Recent studies have used these stability indicators to assess pedestrian stability in floodwaters on a basin scale. Arrighi et al. [22] assessed the complex flood safety in urban areas, using the Froude number and submergence to evaluate pedestrian stability. Nakasaka and Ishigaki [23] analyzed time variations in safe evacuation zones based on specific force calculations from two-dimensional flood flow simulations in underground shopping malls. Shirvani and Kesserwani [6] simulated evacuation scenarios by calculating walking speeds using specific force and evaluating pedestrian stability using the flood hazard index. Liu et al. [24] presented pedestrian stability assessment results using critical flow velocity derived from flood flow simulations within a watershed. The stability indicators have also been applied to enhance the safety of structures. Musolino et al. [25] evaluated areas vulnerable to flooding based on two-dimensional flow analysis results and the incipient velocity criterion, and suggested retrofitting approaches to enhance pedestrian safety at the test site. Lin et al. [26] analyzed the effects of rest platforms on safety in inundated staircases. Liang et al. [27] suggested staircase designs that consider human instability by modifying the step heights and lengths. Zhong et al. [28] analyzed the effectiveness of flood barriers in mitigating flood risk using computations of specific force based on flow analysis results.
While these studies provide valuable insights into pedestrian stability in extensive inundated areas, they do not focus on local flow characteristics around the human body for evaluating instability. Given that stairways are key evacuation routes during floods, it is essential to analyze the impact of flood flow on people evacuating via stairs. To address this, detailed analyses of flood flow impacts around the human body on stairs have been conducted using three-dimensional simulations. Li et al. [29] analyzed flood flow impacts on stairs, revealing that jet flow occurring on stairs can influence toppling instability in the human body. Despite the numerous indicators proposed and utilized to evaluate pedestrian stability in floodwaters, it is crucial to recognize that flood risk assessment outcomes may vary depending on the choice of indicator [2,30]. Furthermore, given that flood flow is an unsteady phenomenon, changes in stability assessment results over time should be considered.
This study conducted three-dimensional flood flow simulations on a subway platform, including stairs, using OpenFOAM ver. 2312. A human body model representing a 60-year-old female, identified as a vulnerable age group, was placed near the stairway—a major evacuation facility—to analyze local flood flow variations around the body. The analysis based on the simulation results focused on: (1) comparing the evaluation of flood risk zones according to different flood risk assessment indices; (2) comparing the external force variations due to local flood flow around the human body depending on position; (3) analyzing temporal changes in pedestrian stability assessment results. Through these analyses, this study aims to evaluate both local and extensive flood risk to enhance the reliability of pedestrian stability assessments in flood conditions.

## Written task 1
In the records, switch "marker" to "pin" in everything from the line containing "Thank you for the photo. Could you point to the ladybird" down to the line containing "column 464, row 356", and return only those lines with nothing else changed.
The text and the records come from unrelated sources.

## Entries shown
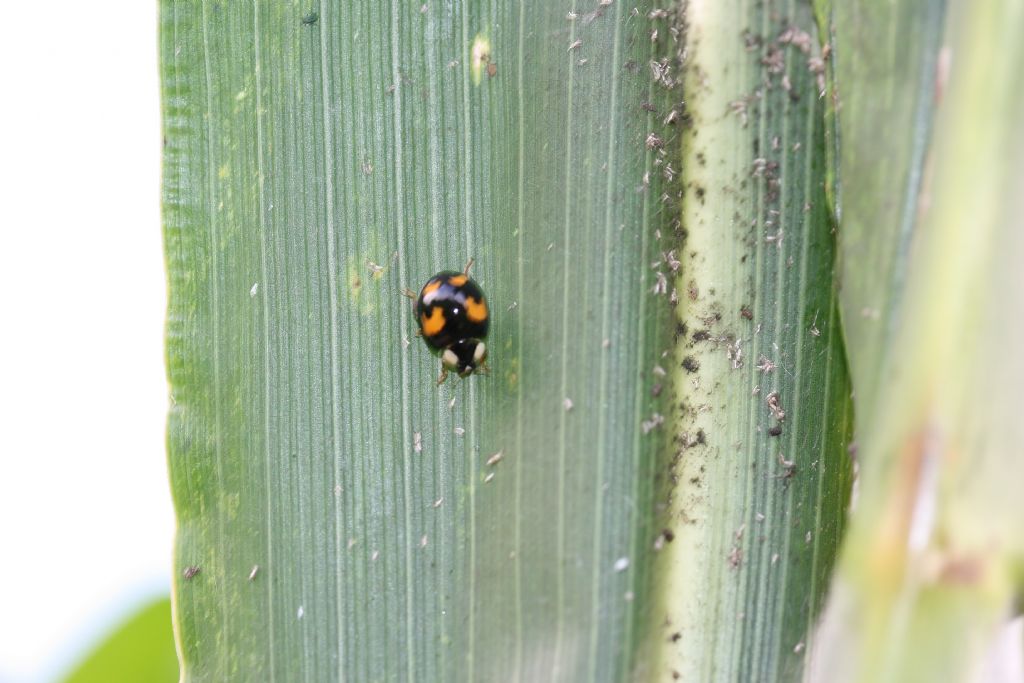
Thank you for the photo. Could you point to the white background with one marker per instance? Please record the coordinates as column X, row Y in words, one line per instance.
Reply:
column 86, row 523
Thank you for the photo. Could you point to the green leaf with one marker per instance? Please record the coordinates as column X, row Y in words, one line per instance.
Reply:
column 760, row 476
column 337, row 516
column 932, row 566
column 881, row 111
column 139, row 649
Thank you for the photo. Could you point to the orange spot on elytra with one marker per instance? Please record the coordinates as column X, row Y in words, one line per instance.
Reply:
column 434, row 323
column 432, row 286
column 476, row 310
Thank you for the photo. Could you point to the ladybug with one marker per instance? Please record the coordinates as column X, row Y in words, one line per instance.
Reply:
column 452, row 312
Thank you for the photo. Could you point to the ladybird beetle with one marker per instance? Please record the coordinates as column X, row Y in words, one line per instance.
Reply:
column 452, row 312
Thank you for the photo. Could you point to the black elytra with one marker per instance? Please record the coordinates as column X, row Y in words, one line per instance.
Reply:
column 453, row 315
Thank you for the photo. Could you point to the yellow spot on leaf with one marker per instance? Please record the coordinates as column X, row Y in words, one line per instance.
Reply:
column 479, row 57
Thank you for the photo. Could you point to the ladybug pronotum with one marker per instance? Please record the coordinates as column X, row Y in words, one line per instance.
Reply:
column 452, row 312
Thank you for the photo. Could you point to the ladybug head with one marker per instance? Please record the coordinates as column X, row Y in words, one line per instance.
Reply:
column 464, row 356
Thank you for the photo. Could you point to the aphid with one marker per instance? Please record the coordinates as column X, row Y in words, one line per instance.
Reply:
column 453, row 315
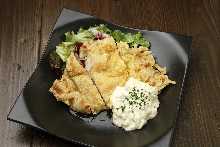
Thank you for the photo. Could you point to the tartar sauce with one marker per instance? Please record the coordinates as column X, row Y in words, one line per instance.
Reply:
column 134, row 104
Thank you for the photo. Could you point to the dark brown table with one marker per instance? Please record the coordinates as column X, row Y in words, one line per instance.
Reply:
column 24, row 31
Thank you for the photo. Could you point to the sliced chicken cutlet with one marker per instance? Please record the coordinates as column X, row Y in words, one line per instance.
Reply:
column 105, row 66
column 141, row 65
column 77, row 90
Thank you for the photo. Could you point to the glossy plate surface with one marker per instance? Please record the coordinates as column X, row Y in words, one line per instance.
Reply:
column 39, row 109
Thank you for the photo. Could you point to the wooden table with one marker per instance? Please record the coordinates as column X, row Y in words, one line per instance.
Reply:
column 24, row 30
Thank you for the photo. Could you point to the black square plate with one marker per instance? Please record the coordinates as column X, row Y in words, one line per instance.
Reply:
column 36, row 107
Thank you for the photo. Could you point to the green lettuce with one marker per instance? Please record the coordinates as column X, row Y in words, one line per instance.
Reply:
column 65, row 48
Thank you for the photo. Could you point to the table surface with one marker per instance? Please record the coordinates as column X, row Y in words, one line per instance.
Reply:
column 24, row 30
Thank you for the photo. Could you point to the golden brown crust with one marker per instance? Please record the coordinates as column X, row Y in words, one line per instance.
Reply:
column 106, row 67
column 142, row 66
column 77, row 90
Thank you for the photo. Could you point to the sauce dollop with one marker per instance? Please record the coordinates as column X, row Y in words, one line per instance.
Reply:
column 134, row 104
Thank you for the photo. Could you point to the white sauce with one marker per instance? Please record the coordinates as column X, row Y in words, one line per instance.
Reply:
column 133, row 112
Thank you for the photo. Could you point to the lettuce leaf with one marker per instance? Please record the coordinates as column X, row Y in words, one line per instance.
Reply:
column 65, row 48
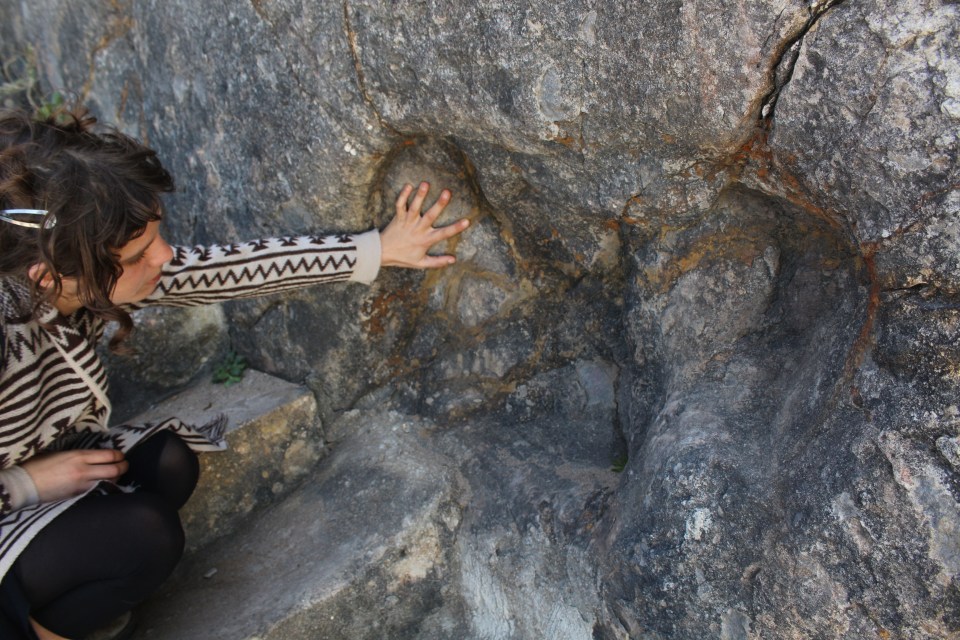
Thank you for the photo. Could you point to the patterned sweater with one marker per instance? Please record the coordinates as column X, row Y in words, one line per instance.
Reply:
column 53, row 385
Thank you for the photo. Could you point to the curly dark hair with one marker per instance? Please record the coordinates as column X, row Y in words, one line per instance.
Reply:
column 102, row 187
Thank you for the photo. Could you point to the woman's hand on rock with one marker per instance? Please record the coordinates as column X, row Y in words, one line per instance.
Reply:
column 65, row 474
column 407, row 238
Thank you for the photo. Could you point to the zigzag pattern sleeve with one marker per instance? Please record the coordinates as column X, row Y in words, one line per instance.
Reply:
column 203, row 275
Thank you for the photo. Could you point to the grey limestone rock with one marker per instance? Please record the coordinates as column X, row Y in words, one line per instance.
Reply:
column 717, row 237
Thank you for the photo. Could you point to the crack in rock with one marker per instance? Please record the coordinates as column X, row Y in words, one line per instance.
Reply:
column 786, row 60
column 358, row 66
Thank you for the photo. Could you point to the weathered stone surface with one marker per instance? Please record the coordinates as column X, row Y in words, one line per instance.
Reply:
column 168, row 348
column 273, row 441
column 719, row 236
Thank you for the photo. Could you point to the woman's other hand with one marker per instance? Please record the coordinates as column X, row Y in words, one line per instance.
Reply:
column 65, row 474
column 405, row 241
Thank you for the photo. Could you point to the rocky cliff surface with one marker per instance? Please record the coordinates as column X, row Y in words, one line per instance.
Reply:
column 716, row 239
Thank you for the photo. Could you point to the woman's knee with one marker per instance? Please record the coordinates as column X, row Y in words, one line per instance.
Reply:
column 153, row 534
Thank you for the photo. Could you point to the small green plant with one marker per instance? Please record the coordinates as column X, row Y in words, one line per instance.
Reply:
column 619, row 464
column 50, row 106
column 230, row 369
column 20, row 86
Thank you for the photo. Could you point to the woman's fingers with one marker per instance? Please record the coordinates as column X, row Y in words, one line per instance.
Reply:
column 68, row 473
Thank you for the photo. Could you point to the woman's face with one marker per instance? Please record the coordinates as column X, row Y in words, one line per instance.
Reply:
column 141, row 260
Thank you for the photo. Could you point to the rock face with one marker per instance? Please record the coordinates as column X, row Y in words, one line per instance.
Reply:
column 718, row 239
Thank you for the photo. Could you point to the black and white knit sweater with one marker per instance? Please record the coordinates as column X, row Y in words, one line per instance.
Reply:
column 53, row 385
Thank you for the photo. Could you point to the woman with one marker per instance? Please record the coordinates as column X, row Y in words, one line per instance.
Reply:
column 88, row 516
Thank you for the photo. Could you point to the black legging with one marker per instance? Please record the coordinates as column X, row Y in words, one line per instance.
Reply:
column 106, row 553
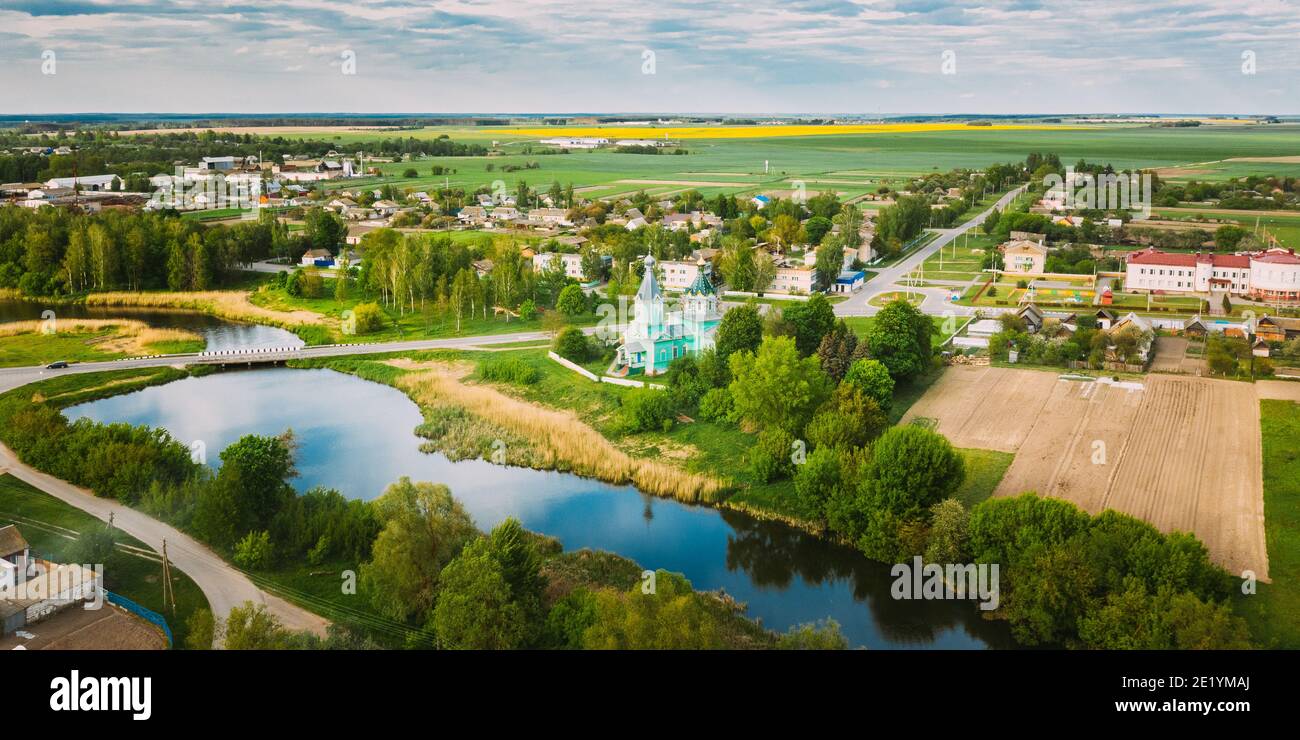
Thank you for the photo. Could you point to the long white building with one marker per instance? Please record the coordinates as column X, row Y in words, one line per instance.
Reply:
column 1272, row 275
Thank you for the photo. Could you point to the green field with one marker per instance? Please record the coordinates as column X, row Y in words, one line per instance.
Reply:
column 1274, row 611
column 1285, row 228
column 48, row 526
column 850, row 164
column 425, row 323
column 24, row 350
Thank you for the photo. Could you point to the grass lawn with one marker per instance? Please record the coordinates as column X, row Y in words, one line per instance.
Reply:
column 1274, row 611
column 420, row 324
column 862, row 324
column 885, row 298
column 35, row 349
column 46, row 523
column 984, row 470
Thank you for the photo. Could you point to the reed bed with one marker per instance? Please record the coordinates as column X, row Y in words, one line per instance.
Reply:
column 559, row 438
column 129, row 336
column 225, row 303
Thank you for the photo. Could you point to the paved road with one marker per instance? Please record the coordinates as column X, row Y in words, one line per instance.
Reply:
column 885, row 280
column 14, row 377
column 221, row 584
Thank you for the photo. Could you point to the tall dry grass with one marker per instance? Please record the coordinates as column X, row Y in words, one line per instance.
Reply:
column 560, row 438
column 129, row 336
column 225, row 303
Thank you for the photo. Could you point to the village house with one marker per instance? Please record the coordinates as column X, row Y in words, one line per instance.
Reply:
column 33, row 589
column 472, row 215
column 575, row 142
column 792, row 278
column 317, row 258
column 1272, row 275
column 217, row 163
column 572, row 263
column 503, row 215
column 1277, row 328
column 849, row 281
column 92, row 184
column 1023, row 258
column 549, row 217
column 385, row 207
column 679, row 275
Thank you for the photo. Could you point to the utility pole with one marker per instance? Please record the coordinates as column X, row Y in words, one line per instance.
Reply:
column 168, row 592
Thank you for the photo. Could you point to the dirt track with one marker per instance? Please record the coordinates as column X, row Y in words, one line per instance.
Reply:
column 1182, row 453
column 221, row 584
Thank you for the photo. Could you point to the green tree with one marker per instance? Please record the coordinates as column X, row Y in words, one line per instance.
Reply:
column 948, row 532
column 824, row 636
column 368, row 317
column 849, row 420
column 672, row 618
column 830, row 263
column 252, row 553
column 572, row 301
column 740, row 329
column 252, row 627
column 572, row 345
column 476, row 610
column 822, row 477
column 874, row 379
column 900, row 338
column 836, row 350
column 424, row 528
column 248, row 490
column 324, row 229
column 811, row 320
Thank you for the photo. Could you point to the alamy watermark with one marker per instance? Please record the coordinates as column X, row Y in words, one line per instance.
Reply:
column 930, row 581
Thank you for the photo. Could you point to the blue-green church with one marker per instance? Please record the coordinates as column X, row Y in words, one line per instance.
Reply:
column 654, row 337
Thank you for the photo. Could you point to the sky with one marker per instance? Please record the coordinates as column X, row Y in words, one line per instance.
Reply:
column 667, row 56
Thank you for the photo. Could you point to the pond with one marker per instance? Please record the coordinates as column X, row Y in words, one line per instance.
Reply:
column 219, row 333
column 358, row 436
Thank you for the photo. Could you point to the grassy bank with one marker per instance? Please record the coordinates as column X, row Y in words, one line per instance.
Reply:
column 89, row 340
column 1274, row 611
column 559, row 422
column 52, row 528
column 425, row 323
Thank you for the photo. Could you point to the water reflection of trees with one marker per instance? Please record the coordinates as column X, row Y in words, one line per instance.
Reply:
column 774, row 555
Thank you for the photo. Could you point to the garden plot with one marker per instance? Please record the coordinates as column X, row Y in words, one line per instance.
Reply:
column 1181, row 453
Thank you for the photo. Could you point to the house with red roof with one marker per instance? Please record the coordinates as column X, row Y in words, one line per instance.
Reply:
column 1272, row 275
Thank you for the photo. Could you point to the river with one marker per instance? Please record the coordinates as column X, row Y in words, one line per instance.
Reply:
column 358, row 436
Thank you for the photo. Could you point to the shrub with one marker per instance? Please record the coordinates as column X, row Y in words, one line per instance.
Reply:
column 572, row 301
column 319, row 552
column 511, row 370
column 312, row 285
column 252, row 553
column 572, row 345
column 367, row 317
column 718, row 405
column 771, row 455
column 645, row 409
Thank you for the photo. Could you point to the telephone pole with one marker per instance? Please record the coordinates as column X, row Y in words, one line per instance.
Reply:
column 168, row 591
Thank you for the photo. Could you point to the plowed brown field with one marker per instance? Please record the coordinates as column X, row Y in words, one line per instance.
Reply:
column 1182, row 453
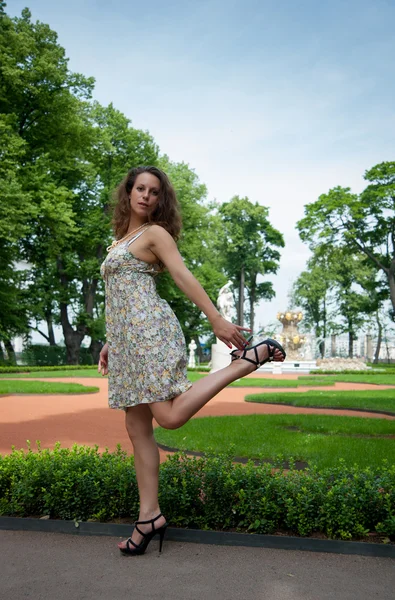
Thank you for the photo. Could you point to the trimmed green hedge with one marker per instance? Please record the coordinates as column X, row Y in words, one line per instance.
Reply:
column 22, row 369
column 207, row 493
column 353, row 372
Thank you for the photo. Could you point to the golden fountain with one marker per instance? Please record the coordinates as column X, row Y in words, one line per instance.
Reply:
column 290, row 337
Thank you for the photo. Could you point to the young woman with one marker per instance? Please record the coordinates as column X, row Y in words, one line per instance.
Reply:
column 145, row 353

## Written task 2
In the text on pedestrian stability in floodwaters, what person does the human body model represent?

## Task solution 1
Thank you for the photo. Could you point to the ladybird beetle with one pin per instance? Please record the coordinates as column X, row Y in words, one line per instance.
Reply:
column 452, row 312
Thank you for the photo. Could you point to the black elytra with one pin per instance? Please record the coordinates as column X, row Y in words, one line per instance.
Reply:
column 453, row 315
Thank you for the photo. Could you point to the yellow spot on leaf with one pin per instance? Please record the coordinates as column X, row Y in words, one line per instance.
Reply:
column 479, row 57
Thank you for the photo. Could you point to the ladybug pronotum with one pin per instance? Please record the coordinates as column X, row Y in words, one line per instance.
Reply:
column 452, row 312
Thank you for the photo. Could you point to the ladybug head with one pin per instance? Please record the coordinates as column X, row Y in words, one line per instance.
Reply:
column 464, row 356

## Task solution 2
A 60-year-old female